READING TEXT =>
The fix is not to use less context or more context. It is to be deliberate: place important evidence near the front or end, use clear section boundaries like we learned in the Prompt Topology stage, and test your prompt at different context sizes to find where it breaks.

That is the scaling challenge of prompt engineering. Context is powerful, but stuffing more tokens into the window is not the same as building a reliable prompt. Everything we have learned - authority, structure, examples, model choice, output format - comes together here. And to know if it all actually works, we need one more piece: evaluation.

Stage 8 of 9

Eval Flywheel

Eval Flywheel

Everything we have built so far is the first draft. Real prompt engineering is a loop: write a prompt, test it against real data, see where it fails, fix it, and test again. Think of it like a science experiment where you keep refining your hypothesis.

Start with a versioned prompt and a pinned model. Versioning matters because if you change the prompt and the model at the same time, you cannot tell which change caused the difference. Like a good experiment: change one variable at a time.

Next, run the prompt against a dataset of real examples and collect feedback. Automated graders can score the output, humans can mark results as good or bad, or you can use both. This is where all the structure we built - authority, templates, output schemas - becomes measurable.

The optimizer or a human editor rewrites the prompt based on what failed. This is not about making the prompt sound prettier. It is about fixing the specific cases where the output went wrong, using the evidence from the tests.

Then you rerun the tests and compare the new prompt against the old one. Even a prompt that is better overall might fail on cases the old version handled fine. That is why you compare side by side, not just look at averages.

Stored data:
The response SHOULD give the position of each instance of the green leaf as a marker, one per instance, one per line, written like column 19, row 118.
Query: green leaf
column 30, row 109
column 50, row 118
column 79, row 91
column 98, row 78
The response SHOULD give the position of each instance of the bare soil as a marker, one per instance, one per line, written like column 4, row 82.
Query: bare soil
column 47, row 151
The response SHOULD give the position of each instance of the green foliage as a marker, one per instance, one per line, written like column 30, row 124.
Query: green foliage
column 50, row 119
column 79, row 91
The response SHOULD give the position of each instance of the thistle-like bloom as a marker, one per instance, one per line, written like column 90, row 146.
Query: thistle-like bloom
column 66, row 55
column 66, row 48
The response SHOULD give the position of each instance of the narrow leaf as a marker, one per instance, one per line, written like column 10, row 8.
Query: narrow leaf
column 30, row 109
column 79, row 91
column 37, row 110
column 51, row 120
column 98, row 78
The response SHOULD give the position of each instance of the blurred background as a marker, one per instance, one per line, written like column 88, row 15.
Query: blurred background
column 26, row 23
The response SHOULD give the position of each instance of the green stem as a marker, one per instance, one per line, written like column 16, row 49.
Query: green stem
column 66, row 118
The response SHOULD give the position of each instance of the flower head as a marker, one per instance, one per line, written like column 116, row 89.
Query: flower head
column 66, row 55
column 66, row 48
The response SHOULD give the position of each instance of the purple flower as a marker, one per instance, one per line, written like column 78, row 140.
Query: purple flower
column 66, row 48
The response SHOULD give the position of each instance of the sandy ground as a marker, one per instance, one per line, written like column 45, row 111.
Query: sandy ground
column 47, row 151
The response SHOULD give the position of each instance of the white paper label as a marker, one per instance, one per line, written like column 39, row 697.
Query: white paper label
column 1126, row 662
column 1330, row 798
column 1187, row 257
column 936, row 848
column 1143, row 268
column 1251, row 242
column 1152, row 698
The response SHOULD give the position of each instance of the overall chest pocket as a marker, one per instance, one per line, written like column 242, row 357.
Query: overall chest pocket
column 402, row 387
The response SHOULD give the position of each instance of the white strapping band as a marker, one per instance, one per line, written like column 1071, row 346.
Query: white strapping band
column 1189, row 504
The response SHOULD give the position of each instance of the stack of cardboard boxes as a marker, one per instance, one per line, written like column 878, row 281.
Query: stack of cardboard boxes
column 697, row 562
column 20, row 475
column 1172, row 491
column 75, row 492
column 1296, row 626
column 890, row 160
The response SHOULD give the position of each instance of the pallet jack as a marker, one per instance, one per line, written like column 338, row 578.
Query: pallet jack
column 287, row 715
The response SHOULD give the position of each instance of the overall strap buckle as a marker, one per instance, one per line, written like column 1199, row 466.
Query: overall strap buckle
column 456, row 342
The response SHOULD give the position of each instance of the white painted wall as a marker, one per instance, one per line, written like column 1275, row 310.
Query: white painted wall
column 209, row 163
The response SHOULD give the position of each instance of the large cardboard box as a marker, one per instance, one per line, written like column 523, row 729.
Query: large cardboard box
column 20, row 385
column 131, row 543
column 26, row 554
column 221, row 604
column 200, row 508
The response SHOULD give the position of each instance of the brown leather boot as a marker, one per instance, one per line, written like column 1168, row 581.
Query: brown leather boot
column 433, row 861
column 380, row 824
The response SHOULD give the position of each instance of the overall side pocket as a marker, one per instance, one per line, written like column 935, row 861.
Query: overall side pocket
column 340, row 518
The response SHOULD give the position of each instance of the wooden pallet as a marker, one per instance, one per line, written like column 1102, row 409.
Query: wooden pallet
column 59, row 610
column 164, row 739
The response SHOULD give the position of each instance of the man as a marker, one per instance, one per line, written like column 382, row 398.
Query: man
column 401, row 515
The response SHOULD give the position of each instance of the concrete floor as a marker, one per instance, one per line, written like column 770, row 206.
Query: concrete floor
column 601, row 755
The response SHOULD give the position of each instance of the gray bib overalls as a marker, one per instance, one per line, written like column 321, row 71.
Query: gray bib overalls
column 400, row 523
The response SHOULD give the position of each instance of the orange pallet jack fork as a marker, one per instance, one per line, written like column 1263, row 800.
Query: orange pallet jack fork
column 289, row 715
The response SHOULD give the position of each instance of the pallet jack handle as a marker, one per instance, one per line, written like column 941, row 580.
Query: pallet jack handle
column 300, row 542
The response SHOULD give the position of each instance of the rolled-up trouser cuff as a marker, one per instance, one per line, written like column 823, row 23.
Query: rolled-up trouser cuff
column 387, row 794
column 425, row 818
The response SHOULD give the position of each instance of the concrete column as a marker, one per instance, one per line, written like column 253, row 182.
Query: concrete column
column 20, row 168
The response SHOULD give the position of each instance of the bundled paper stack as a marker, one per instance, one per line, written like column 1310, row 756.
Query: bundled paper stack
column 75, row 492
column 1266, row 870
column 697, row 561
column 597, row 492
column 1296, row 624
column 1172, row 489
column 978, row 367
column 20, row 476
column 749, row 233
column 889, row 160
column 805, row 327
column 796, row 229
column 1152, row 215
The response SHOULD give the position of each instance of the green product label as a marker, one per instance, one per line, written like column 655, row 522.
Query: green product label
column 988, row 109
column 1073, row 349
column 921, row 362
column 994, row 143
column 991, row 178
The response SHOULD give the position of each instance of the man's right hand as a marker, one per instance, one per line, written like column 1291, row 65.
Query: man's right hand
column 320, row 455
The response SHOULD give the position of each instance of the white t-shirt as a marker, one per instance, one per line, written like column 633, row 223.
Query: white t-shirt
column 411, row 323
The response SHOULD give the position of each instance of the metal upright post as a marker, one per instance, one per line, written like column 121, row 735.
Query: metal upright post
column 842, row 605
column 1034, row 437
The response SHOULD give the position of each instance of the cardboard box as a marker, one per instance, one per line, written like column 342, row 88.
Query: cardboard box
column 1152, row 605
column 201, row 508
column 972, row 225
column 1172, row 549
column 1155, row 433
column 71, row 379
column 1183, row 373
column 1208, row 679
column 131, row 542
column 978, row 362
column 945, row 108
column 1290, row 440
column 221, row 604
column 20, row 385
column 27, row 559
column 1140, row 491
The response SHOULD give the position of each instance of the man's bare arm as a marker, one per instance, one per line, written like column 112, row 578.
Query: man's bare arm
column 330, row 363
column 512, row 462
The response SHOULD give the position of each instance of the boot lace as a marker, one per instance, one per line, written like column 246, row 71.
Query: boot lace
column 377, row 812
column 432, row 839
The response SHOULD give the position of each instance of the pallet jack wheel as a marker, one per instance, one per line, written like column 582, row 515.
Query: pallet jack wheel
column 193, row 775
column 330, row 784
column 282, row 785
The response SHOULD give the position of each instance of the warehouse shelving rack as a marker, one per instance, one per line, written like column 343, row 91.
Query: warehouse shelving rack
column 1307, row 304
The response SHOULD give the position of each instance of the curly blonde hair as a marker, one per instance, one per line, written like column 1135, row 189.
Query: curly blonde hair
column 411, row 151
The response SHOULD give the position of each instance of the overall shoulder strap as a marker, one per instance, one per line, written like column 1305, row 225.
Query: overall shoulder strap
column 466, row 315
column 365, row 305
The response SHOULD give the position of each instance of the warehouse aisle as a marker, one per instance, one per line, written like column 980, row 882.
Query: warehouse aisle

DESCRIPTION OF THE TASK =>
Answer these questions from the prompt engineering text.
(a) Where does the text say important evidence should be placed?
(b) According to the text, why does versioning matter?
(c) What reason does the text give for comparing the new and old prompts side by side?

SOLUTION =>
(a) Near the front or end.
(b) If you change the prompt and the model at the same time, you cannot tell which change caused the difference.
(c) Even a prompt that is better overall might fail on cases the old version handled fine.